→ Extrait du document:
Pour garantir des services publics de qualité, il est indispensable que les agents bénéficient
de la reconnaissance de leurs employeurs. Pour cela, trois priorités :
- faire aboutir sans plus tarder les négociations sur la protection sociale complémentaire ;
- agir fortement sur le pouvoir d’achat avec des mesures générales rapides, supérieures à celles de 2022 (valeur du point et ajouts de points), puis avec un chantier structurel ;
- reconnaitre le travail des agents en mettant en oeuvre le premier Plan Santé au Travail, en redonnant du sens au travail, et en améliorant les conditions de travail.
Il en va de la capacité de la Fonction publique à recruter et fidéliser les agents dont le pays a besoin. [Partenaires sociaux + Concertation]
DANS UNE TRANSITION ÉCOLOGIQUE JUSTE QUI CONJUGUE LES RÉPONSES À L’URGENCE ÉCOLOGIQUE ET LA JUSTICE SOCIALE
La CFDT revendique d’associer les partenaires sociaux à la planification écologique de la France. [Concertation]
- Afin de déterminer les trajectoires crédibles permettant de tenir les engagements nationaux et européens de la France, de relever les défis et de résoudre les conflits d’usage qui en découlent ;
- Afin non seulement d’anticiper les conséquences en termes de travail, d’emplois, de compétences, de pouvoir d’achat mais aussi de faire de l’emploi, des compétences et du travail des accélérateurs de la transition écologique ;
- Afin d’articuler les différentes initiatives et feuilles de route existantes aux niveaux national, territorial et sectoriel ;
- Afin de construire une stratégie industrielle fondée sur les changements de comportements induits par la transition écologique.

→ Données fournies:
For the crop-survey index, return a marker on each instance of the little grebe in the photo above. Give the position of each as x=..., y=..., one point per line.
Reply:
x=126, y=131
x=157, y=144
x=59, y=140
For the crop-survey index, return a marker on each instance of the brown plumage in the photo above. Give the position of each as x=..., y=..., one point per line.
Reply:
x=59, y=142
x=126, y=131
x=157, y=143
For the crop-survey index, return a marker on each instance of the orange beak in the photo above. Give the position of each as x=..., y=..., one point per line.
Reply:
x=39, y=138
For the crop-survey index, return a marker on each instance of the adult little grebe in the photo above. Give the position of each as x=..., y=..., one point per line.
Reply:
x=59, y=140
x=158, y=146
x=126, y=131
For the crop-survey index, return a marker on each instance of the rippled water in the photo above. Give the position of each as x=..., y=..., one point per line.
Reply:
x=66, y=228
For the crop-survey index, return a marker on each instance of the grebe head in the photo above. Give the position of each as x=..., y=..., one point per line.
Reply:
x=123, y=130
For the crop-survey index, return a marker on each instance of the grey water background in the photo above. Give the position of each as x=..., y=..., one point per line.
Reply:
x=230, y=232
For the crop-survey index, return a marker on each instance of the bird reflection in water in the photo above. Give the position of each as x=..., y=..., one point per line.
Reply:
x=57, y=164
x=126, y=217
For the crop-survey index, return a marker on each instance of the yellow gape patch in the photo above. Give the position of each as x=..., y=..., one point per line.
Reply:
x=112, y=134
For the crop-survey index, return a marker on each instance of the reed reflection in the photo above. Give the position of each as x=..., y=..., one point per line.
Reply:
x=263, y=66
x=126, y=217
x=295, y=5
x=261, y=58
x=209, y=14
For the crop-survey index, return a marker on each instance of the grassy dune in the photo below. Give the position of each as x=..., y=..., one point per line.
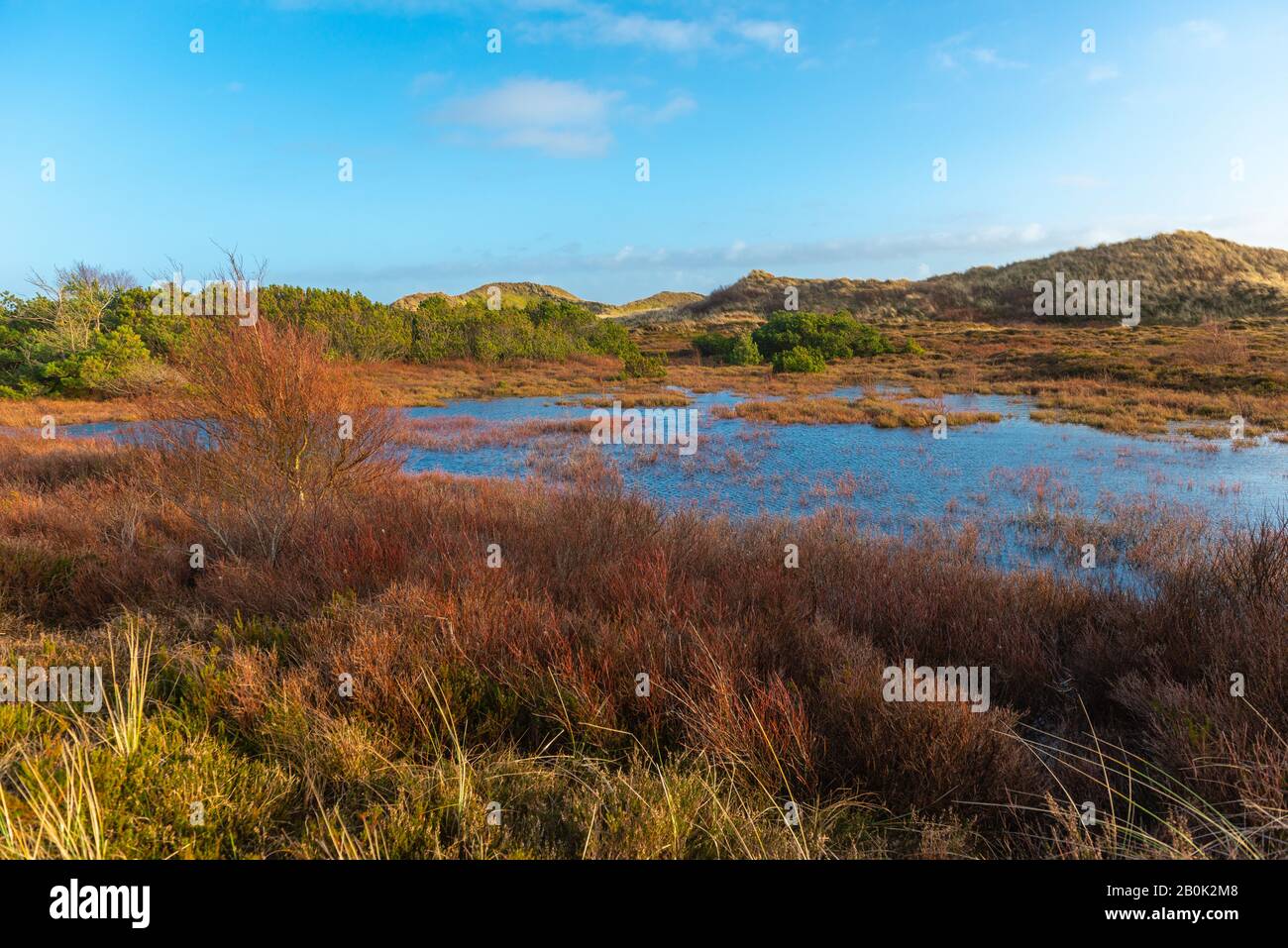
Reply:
x=374, y=679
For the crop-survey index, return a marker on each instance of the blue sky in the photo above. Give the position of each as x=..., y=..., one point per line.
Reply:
x=472, y=166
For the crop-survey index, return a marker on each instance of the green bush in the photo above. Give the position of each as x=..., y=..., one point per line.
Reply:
x=115, y=364
x=745, y=352
x=800, y=360
x=833, y=337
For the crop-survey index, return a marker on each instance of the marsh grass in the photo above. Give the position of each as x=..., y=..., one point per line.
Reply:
x=516, y=685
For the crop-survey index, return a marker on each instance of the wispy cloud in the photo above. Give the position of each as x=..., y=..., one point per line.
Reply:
x=845, y=256
x=1082, y=181
x=1205, y=34
x=958, y=52
x=423, y=81
x=555, y=117
x=588, y=24
x=1102, y=73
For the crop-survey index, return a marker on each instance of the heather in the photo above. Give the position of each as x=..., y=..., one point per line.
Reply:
x=366, y=661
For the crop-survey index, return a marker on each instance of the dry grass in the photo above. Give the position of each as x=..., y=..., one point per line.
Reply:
x=476, y=683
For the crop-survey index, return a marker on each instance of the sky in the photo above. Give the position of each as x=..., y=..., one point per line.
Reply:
x=800, y=138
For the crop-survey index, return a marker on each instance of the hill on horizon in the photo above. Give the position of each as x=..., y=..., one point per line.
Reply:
x=1185, y=275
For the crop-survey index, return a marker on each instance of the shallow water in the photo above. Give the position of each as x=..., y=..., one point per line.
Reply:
x=901, y=475
x=896, y=479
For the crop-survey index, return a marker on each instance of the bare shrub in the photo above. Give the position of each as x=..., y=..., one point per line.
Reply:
x=268, y=436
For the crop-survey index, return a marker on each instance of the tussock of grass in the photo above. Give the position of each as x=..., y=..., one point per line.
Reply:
x=879, y=412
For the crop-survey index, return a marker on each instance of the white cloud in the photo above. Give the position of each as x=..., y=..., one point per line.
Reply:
x=555, y=117
x=533, y=103
x=424, y=81
x=957, y=52
x=1203, y=33
x=599, y=25
x=561, y=143
x=679, y=103
x=558, y=119
x=1083, y=181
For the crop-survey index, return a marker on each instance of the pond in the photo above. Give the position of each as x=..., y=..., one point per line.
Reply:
x=1024, y=480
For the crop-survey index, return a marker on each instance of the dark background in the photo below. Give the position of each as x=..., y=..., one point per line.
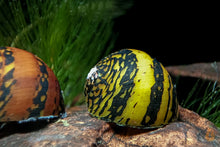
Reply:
x=175, y=33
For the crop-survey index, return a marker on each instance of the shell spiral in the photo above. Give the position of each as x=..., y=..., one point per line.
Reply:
x=130, y=88
x=29, y=90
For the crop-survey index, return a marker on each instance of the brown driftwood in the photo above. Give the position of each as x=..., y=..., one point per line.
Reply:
x=79, y=129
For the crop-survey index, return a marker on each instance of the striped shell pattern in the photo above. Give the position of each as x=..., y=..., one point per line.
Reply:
x=29, y=89
x=130, y=88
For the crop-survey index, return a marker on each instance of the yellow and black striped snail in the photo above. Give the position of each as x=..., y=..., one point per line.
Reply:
x=131, y=89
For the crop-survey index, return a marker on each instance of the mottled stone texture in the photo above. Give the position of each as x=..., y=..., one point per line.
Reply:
x=79, y=129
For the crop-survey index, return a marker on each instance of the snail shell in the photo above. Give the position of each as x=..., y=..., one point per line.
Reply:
x=130, y=88
x=29, y=89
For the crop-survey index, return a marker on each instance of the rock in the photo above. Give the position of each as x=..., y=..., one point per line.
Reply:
x=206, y=71
x=79, y=129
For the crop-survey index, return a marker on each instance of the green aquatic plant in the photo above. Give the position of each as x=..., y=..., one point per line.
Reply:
x=204, y=99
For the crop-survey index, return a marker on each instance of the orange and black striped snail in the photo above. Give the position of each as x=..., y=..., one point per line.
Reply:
x=130, y=88
x=29, y=90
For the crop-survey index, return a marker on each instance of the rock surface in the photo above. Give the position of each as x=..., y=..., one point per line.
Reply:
x=79, y=129
x=207, y=71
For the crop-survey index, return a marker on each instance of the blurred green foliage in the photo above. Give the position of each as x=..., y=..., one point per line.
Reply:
x=69, y=35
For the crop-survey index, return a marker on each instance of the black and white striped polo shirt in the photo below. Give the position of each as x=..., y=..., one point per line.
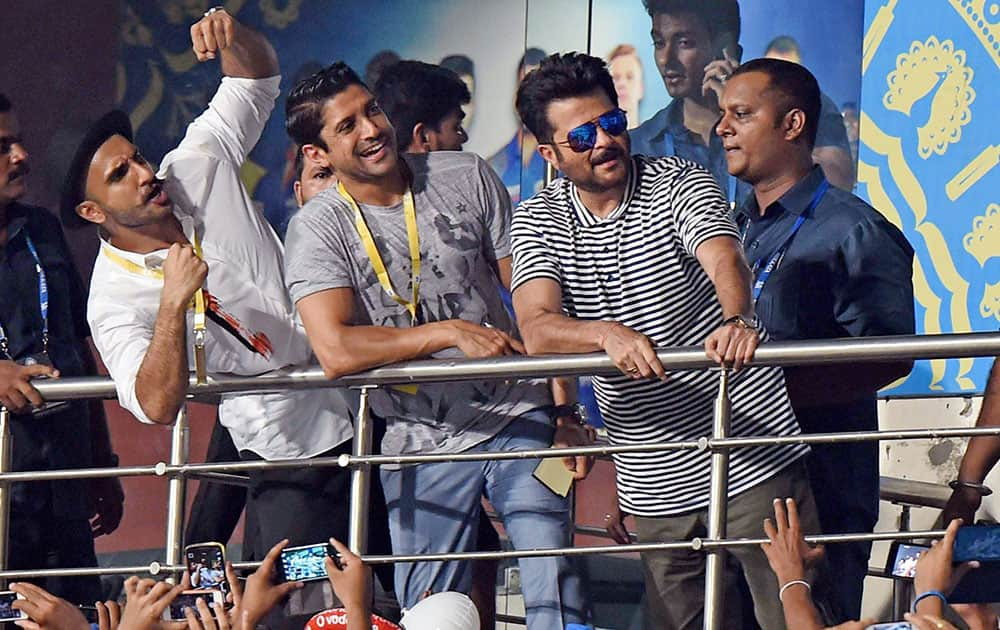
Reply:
x=637, y=266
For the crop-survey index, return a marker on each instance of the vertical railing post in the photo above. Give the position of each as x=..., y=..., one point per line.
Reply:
x=176, y=490
x=6, y=463
x=361, y=478
x=901, y=591
x=717, y=502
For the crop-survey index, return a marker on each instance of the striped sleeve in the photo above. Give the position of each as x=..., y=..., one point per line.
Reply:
x=533, y=257
x=700, y=209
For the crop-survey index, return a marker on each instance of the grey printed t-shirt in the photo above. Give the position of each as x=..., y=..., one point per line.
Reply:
x=463, y=218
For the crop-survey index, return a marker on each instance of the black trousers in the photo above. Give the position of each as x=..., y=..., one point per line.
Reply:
x=41, y=541
x=309, y=505
x=217, y=506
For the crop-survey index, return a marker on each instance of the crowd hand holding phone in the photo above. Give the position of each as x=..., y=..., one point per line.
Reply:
x=935, y=573
x=260, y=594
x=351, y=582
x=16, y=391
x=717, y=73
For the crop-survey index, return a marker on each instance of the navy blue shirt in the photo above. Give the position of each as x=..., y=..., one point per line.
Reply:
x=665, y=134
x=847, y=272
x=60, y=439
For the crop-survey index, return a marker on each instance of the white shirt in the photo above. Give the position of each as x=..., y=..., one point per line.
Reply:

→ Consignes:
• A. Dans l'extrait sur les revendications de la CFDT, à quoi la CFDT souhaite-t-elle associer les partenaires sociaux ?
• B. Reprenez l'extrait sur les revendications de la CFDT à la suite de sa dernière phrase.

→ Réponses par consigne:
• A. À la planification écologique de la France.

• B.
Généraliser la conditionnalité sociale et environnementale des aides publiques aux entreprises. [Concertation]
- Mettre les finances publiques au service de l’atteinte des engagements de la France. L’ensemble des aides publiques doit être concerné, y compris la baisse des impôts de production et les aides en provenance des fonds européens ;
- Pour une industrie écologiquement et socialement durable, les entreprises doivent s’engager sur des trajectoires de transition écologique juste, comprenant des engagements sociaux et environnementaux ;
- Systématiser le Bilan des émissions de gaz à effet de serre (BEGES) pour toutes les entreprises qui bénéficient d’aides publiques, accompagné d’un plan de réduction des émissions ;
- Faire de la transition écologique juste l’objet d’une obligation de négocier un accord méthodologique d’entreprise qui hiérarchise les chantiers de transformation à mener dans le temps, en s’appuyant sur l’ANI transition écologique et dialogue social.
EN CONCLUSION, LA CFDT RAPPELLE LE BILAN DE L’AGENDA SOCIAL AUTONOME DES PARTENAIRES SOCIAUX CONVENU DÉBUT 2022.
À la date du 31 mars dernier, nous avons conclu 2 ANI :
- ANI du 14 avril 2022 “pour un paritarisme ambitieux et adapté aux enjeux d’un monde du travail en profonde mutation” ;
- ANI du 10 février 2023 sur le partage de la valeur (dans le cadre de l’article L.1 du code du Travail).
Depuis, nous avons conclu le 11 avril un ANI relatif à la transition écologique et au dialogue social.
Les discussions portant sur la branche ATMP de la sécurité sociale doivent aboutir prochainement.
Les premières discussions sur la gouvernance des Groupes de protection sociale sont lancées.
Il reste à ouvrir des discussions sur la valorisation des parcours syndicaux en entreprise et sur la valorisation des compétences acquises dans le mandat d’administrateur salarié.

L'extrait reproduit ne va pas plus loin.